→ Work instruction
Give again, word for word, each line from the top of the listing through the line that holds "form: x=985 y=74.".
+-------+
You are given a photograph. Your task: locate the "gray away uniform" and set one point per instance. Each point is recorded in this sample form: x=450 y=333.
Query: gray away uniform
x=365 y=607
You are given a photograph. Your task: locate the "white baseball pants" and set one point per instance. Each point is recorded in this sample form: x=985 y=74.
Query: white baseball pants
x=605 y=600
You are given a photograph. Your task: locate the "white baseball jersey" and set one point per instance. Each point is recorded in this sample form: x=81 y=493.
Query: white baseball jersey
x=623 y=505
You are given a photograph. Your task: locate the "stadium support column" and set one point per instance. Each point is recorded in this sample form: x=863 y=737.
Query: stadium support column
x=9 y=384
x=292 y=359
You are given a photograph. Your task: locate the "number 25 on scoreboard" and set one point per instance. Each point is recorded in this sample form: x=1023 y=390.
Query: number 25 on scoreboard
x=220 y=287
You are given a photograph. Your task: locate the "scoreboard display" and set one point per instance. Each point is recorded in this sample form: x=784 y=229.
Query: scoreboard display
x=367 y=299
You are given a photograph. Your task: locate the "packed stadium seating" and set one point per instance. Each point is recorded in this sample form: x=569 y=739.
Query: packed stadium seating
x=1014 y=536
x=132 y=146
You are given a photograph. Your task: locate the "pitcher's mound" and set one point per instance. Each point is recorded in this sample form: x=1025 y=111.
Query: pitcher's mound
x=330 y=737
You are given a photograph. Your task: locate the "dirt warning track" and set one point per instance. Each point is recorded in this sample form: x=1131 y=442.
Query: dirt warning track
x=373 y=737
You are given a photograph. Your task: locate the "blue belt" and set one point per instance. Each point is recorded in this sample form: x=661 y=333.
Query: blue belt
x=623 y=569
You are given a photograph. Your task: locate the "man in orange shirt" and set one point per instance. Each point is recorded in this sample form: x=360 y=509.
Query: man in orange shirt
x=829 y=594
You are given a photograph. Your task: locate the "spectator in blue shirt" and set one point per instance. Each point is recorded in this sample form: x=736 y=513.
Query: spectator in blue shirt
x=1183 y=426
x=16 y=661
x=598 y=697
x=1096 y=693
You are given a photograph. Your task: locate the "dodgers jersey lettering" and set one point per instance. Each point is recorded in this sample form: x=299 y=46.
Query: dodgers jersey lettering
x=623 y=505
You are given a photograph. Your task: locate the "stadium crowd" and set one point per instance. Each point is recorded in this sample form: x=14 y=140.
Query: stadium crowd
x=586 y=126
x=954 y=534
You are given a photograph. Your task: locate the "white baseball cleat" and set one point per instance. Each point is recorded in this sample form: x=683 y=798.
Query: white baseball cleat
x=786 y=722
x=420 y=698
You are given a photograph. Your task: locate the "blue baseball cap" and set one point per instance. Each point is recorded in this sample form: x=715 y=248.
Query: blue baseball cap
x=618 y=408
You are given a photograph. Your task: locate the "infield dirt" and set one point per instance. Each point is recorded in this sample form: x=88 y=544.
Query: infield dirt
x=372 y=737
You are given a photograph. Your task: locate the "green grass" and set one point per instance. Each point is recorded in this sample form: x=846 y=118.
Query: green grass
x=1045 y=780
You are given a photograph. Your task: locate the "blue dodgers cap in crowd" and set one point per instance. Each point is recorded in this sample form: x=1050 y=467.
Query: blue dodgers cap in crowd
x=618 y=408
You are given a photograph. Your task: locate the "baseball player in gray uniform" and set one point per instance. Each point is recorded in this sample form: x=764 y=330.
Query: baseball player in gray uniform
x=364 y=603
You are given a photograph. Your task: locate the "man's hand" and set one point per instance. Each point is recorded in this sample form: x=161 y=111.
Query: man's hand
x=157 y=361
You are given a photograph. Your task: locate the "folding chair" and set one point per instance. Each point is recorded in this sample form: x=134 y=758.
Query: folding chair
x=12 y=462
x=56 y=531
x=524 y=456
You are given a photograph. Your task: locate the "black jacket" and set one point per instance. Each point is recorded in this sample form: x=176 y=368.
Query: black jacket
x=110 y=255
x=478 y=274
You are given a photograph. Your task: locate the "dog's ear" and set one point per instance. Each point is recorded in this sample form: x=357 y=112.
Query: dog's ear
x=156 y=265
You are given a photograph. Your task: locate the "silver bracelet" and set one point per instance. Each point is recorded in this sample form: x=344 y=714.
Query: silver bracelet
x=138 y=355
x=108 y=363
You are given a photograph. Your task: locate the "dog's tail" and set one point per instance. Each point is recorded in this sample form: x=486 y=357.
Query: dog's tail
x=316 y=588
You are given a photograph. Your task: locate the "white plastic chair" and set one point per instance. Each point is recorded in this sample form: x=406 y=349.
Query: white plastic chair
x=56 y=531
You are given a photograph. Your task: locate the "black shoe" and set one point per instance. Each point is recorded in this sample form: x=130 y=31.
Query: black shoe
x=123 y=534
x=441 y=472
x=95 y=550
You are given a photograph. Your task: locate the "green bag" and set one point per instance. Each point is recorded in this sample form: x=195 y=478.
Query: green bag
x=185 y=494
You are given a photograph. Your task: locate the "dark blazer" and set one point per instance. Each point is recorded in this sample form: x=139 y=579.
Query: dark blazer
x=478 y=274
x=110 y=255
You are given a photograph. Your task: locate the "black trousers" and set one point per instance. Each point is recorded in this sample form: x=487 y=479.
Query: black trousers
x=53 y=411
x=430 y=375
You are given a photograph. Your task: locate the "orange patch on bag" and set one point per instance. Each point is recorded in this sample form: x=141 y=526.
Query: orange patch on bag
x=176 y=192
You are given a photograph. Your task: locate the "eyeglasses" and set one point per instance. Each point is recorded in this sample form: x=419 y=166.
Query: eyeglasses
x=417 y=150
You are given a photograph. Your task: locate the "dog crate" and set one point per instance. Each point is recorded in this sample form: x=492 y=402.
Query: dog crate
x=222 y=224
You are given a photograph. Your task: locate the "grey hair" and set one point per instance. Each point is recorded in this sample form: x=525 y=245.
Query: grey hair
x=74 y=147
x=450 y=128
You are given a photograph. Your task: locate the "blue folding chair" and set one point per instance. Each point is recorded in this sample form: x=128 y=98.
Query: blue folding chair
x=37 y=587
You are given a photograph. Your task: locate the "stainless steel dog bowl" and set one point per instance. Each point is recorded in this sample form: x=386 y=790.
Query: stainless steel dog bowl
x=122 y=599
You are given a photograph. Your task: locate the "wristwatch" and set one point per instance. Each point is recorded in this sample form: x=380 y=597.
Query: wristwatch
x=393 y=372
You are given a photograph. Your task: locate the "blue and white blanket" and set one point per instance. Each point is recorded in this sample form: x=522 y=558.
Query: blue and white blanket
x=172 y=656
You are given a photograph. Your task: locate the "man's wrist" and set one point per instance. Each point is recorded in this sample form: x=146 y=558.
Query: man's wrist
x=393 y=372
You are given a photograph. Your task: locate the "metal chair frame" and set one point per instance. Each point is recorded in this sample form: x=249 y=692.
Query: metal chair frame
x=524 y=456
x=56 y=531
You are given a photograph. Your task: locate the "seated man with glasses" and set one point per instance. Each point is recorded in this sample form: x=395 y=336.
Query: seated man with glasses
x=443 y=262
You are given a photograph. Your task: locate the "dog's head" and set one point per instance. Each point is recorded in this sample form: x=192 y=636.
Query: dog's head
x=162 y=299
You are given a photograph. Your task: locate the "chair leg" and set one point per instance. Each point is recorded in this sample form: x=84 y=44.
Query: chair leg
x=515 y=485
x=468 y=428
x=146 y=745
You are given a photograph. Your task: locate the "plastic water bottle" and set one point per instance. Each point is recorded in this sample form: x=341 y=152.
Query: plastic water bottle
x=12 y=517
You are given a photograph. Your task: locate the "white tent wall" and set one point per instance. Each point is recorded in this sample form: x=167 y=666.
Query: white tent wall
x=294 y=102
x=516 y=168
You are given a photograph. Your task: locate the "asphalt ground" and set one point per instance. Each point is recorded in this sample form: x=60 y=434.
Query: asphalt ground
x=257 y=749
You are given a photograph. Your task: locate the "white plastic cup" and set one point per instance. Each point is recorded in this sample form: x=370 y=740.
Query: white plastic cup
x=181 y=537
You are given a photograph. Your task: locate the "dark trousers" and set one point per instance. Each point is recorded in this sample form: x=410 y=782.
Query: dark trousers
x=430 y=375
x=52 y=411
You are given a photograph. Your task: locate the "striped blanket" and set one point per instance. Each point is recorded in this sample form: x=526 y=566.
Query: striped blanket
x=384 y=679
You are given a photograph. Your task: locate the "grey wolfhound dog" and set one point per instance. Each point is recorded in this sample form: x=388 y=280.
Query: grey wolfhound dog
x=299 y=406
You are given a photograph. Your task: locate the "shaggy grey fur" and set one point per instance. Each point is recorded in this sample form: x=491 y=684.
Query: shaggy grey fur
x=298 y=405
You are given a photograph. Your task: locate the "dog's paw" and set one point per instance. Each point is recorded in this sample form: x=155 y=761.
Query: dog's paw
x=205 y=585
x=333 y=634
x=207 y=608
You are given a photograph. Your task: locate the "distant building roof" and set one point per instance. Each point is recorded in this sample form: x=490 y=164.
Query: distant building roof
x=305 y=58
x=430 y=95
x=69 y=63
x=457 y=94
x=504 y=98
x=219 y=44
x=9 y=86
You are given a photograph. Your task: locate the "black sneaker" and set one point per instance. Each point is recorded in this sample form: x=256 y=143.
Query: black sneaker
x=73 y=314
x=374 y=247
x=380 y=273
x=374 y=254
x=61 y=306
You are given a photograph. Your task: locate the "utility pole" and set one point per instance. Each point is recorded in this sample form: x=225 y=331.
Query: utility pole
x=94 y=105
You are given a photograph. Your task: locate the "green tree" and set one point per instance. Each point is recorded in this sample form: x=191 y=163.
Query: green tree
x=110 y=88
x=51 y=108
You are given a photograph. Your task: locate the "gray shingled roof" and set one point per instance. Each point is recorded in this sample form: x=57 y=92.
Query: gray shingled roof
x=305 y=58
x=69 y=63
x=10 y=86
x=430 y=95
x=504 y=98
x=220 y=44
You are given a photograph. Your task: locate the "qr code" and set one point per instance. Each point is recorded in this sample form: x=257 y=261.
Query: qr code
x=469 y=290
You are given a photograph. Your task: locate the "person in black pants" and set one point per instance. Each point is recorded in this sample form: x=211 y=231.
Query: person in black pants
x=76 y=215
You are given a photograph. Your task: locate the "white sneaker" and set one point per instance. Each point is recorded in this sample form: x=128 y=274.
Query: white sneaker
+-------+
→ Result below
You are given a photograph. Your task: locate the "gray away uniform" and set one point per instance. Each point is recorded in this sample form: x=450 y=333.
Query: gray away uniform
x=365 y=607
You are given a photograph. Your task: locate the "white baseball pants" and set one point per instance. Each point is recorded in this sample form: x=985 y=74.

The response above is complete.